Stored records
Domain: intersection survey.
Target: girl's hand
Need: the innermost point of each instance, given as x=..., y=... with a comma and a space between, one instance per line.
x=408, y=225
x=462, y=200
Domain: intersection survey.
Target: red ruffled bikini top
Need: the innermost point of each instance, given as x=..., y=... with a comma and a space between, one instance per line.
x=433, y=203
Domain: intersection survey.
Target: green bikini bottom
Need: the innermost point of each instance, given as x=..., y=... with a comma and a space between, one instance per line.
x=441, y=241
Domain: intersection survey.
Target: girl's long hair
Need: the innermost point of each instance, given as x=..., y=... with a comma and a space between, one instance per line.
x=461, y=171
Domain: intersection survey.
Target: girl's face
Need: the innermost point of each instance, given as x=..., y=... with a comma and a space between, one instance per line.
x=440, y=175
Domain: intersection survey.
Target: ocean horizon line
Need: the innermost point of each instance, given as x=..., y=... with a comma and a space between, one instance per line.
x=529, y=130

→ Aim
Can you copy the listing above line for line, with nothing changed or left out?

→ Written response
Domain: intersection survey.
Target: girl's hand
Need: the innermost point of each instance, given as x=..., y=... with a comma and a space between, one instance per line.
x=408, y=225
x=462, y=200
Domain: intersection survey.
Target: red ruffled bikini top
Need: the innermost point of each instance, given as x=..., y=... with a comma and a space between, one instance per line.
x=433, y=203
Domain: intersection survey.
Target: green bikini bottom
Need: the innermost point of each instance, given as x=..., y=... with a comma and a space between, one instance per line.
x=441, y=241
Domain: intersection survey.
Target: girl's long hair
Need: the innermost point of each instance, given as x=..., y=... with a comma and a space between, one instance per line.
x=461, y=171
Domain: intersection survey.
Target: girl's face
Need: the innermost point of each instance, given as x=..., y=... with a comma and a space between, one instance per line.
x=440, y=175
Domain: intersection survey.
Target: ocean horizon line
Need: the innermost point of each instance, given as x=..., y=... with a comma and a space between, one instance per line.
x=529, y=130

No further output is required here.